Without including any pictures, write out the data below exactly.

- Opening Delimiter -

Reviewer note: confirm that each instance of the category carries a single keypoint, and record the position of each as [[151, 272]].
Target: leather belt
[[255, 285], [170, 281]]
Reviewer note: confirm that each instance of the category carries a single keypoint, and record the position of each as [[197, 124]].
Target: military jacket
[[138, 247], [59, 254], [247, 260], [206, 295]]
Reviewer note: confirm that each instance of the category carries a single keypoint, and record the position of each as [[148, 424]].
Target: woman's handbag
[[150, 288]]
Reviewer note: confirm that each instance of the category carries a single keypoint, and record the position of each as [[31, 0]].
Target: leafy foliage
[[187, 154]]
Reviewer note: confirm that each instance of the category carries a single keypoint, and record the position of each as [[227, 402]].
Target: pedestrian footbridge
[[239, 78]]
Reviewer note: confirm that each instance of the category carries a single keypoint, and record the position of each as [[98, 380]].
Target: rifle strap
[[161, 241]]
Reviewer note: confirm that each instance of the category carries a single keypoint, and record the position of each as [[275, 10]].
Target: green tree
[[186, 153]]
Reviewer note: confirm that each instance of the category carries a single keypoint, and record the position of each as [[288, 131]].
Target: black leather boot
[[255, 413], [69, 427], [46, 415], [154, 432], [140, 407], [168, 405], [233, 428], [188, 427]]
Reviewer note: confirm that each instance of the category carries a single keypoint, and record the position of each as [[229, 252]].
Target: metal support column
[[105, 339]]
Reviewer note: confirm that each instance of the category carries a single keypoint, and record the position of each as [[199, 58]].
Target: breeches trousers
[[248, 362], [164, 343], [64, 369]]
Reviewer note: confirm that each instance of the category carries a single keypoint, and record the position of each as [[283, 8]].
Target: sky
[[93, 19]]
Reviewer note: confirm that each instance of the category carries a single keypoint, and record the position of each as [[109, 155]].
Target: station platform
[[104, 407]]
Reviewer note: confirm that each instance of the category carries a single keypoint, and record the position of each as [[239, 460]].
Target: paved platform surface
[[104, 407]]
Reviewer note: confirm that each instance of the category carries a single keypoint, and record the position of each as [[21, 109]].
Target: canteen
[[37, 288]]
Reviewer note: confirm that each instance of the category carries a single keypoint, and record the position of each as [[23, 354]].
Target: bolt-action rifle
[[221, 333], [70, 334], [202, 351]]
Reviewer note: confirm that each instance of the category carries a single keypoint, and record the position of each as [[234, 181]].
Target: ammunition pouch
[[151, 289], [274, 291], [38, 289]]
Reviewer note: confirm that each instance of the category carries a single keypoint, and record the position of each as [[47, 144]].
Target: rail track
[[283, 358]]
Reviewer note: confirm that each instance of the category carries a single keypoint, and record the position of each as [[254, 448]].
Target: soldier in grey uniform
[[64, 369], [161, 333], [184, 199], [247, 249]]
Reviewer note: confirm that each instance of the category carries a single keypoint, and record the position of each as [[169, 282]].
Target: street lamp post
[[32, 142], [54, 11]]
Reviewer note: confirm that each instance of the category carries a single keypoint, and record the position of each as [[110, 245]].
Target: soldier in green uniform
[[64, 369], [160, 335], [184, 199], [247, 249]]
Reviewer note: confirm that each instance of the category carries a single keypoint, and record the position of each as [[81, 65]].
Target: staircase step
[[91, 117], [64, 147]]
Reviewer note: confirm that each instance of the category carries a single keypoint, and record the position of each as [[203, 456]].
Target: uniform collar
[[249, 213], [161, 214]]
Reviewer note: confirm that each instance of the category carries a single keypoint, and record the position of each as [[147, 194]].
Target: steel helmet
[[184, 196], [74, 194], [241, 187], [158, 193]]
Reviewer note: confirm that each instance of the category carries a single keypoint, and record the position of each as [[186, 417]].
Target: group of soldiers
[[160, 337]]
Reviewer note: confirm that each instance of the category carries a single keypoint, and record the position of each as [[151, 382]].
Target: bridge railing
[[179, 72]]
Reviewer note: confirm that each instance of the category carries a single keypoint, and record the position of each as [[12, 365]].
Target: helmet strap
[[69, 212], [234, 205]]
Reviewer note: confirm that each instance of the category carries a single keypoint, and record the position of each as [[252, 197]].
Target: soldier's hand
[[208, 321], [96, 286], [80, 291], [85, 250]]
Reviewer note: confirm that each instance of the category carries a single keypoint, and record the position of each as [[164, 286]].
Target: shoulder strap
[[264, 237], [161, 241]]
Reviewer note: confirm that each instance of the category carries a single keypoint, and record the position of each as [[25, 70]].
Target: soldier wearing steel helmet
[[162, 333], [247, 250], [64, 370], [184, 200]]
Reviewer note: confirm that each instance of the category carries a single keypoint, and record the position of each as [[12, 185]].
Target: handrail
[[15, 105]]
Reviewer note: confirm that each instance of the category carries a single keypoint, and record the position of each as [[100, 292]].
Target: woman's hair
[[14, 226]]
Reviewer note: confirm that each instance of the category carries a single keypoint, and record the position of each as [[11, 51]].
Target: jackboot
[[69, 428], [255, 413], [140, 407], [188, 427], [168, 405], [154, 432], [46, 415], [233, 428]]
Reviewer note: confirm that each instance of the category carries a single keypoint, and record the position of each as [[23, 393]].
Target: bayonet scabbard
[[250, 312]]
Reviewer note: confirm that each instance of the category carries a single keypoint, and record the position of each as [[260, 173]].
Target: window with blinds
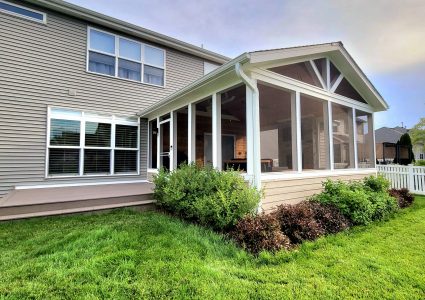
[[89, 144]]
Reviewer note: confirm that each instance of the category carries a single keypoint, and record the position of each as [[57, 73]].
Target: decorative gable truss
[[321, 73]]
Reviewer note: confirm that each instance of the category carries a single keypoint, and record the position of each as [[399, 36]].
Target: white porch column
[[173, 141], [253, 136], [328, 117], [370, 120], [216, 131], [191, 133], [296, 131], [158, 145], [356, 159]]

- Closing Delimiter -

:: Solution to this problem ::
Reviewer note: confirm that each instance of the category carries a single keypoint, and record the position of each as [[151, 272]].
Target: leather belt
[[255, 285], [170, 281]]
Reviewer note: confirm that each instance of the category carries a single keypoint, and record the position of each as [[197, 124]].
Target: military jacket
[[138, 247], [59, 254], [247, 260], [206, 295]]
Reviewer note: confirm that each instance of the category carries a single keypoint, and record the position of each as [[148, 424]].
Target: woman's handbag
[[150, 288]]
Reviewer note: confirm that each instance of the category carries a single keypoint, and record the position of each as [[31, 0]].
Target: leafy foliage
[[187, 154]]
Reviewer note: confirm that each instance of the category carries a single keypoint, and record the position of each as [[227, 402]].
Target: pedestrian footbridge
[[239, 78]]
Reviewer note: confirm that each instance of the category carries a single keypoint, and record the position of each as [[98, 380]].
Target: rifle strap
[[161, 241]]
Reviewer note: confirm that each instance of the category carries a single keypoint, and record the position of each as [[275, 10]].
Target: green tree
[[186, 153]]
Reviewer note: confirm that each instance of the category carries a single keypoint, and record the position of each as [[288, 131]].
Target: black leather boot
[[255, 413], [69, 427], [46, 415], [154, 432], [140, 407], [168, 405], [233, 428], [188, 427]]
Reviewer note: confirm that each instance of the category carries a single keypoint, and record the position of each as [[229, 252]].
Target: metal support column
[[105, 339]]
Reviewer note: confirm that each instance of the category carries a single keypoint, and record the position of each as [[199, 58]].
Target: breeches trousers
[[248, 362], [164, 343], [64, 369]]
Reviewer note: confirm that each instance of the category carries a single keypoint, and record the position of each as [[283, 8]].
Target: sky
[[93, 19]]
Reviewer note: confirm that each instance of the category carries a single keypoint, and record the position of each as [[109, 155]].
Target: station platform
[[104, 407]]
Reviewer note: confirm that each instance of the category carries a single keypoint, and record the position of each as [[239, 460]].
Target: paved platform surface
[[104, 407]]
Reviewer note: confirm that each instance of the category carries a single keypoint, and record the position of each as [[21, 109]].
Target: canteen
[[37, 288]]
Reviewer note: confirm that each instance of the category carries a single keypoint, and record the position of each as [[23, 354]].
Target: bolt-action rifle
[[221, 333], [70, 334], [202, 351]]
Reviewer note: confirm that each instance of the category carries a single keypoint, and record the position of each as [[234, 181]].
Target: ammunition pouch
[[151, 289], [274, 291], [38, 289]]
Reviewer note: confirm that each instance of the category carries a single keypoint, and record the position of each as [[47, 144]].
Target: rail track
[[283, 358]]
Reviewer note: confirm that each instance of the category carries a single keypoint, and record the position of each as [[254, 448]].
Target: soldier in grey uniform
[[64, 369], [161, 333], [184, 199], [247, 249]]
Reviewer note: confirm that each instance of the category carries a single keypoint, and record the position of each as [[169, 282]].
Target: street lamp post
[[32, 142], [54, 11]]
Reviewer note: confirm that each instance of the category carries a single keypoint, and record the position of each as [[110, 245]].
Target: soldier in green uniform
[[64, 369], [160, 335], [184, 199], [247, 249]]
Reviewer note: confirm that each instance of the category carries a single keypoint, and record the position of each as [[81, 65]].
Target: staircase step
[[91, 117], [64, 147]]
Reviewer note: confirm that each instance of the category carries a single keypoint, and record the position of each as [[203, 456]].
Target: uniform collar
[[249, 213], [161, 214]]
Reviewer note: confirm that each instance of the category carries a single keypoint, and record the position of each as [[147, 194]].
Target: steel helmet
[[184, 196], [74, 194], [241, 187], [158, 193]]
Reviewer note: confirm that each instance of the category carries a single keypoint, and record the position of each as [[186, 417]].
Target: group of soldiers
[[160, 337]]
Reviewer note: confirm that each instance of the category carries a single keypoint, and record the position of each as [[151, 382]].
Target: bridge railing
[[179, 72]]
Reviewer note: confirm that each instance of the category carries a single keypoint, and record the position of each as [[12, 365]].
Target: helmet strap
[[69, 212], [234, 205]]
Reviewer note: confirm that each instance of the category carries a single keypoint, and record the position of each as [[252, 197]].
Target: soldier's hand
[[208, 321], [96, 286], [80, 291], [85, 250]]
Reviewer note: confirm that each instance of the category carries a single keypoint, and record the position of each as [[164, 286]].
Target: shoulder strap
[[264, 237], [161, 241]]
Reviewer note: confirm that each instance of the category carries a single keypoint, and record the position of each as [[25, 70]].
Target: soldier wearing steel helmet
[[162, 333], [247, 250], [64, 370], [184, 200]]
Reviewer note: confirm that each instance of the category carries a single keypoint, and record the position of each as [[12, 185]].
Target: handrail
[[15, 105]]
Reviewer note: confirm that each instance of the category carries a single keypoint, and record the position of each as [[100, 292]].
Target: woman's hair
[[14, 226]]
Reviewer note: confirm that each instance of the category carries a single keypoint, and record the position of each as [[11, 51]].
Target: jackboot
[[69, 428], [255, 413], [140, 407], [188, 427], [168, 405], [154, 432], [46, 415], [233, 428]]
Reviewer note: confirm that each instance of the category carries a single keypoint, and record the position of each as [[23, 393]].
Target: bayonet scabbard
[[250, 312]]
Reviewer note: confirm that each instance of the category carries a single keypoint, and record the position of each as [[260, 173]].
Target: window with blinds
[[89, 144]]
Reviewer note: confirm that each instance of the category carries a single keypoint, and record the position of each as [[57, 73]].
Target: decorative gable truss
[[321, 73]]
Reviewer note: confirm that each instance of the category carries a single keypoint, and record the position of each as [[399, 36]].
Target: white porch column
[[173, 141], [253, 136], [328, 117], [370, 120], [216, 131], [191, 133], [296, 131], [158, 145], [356, 159]]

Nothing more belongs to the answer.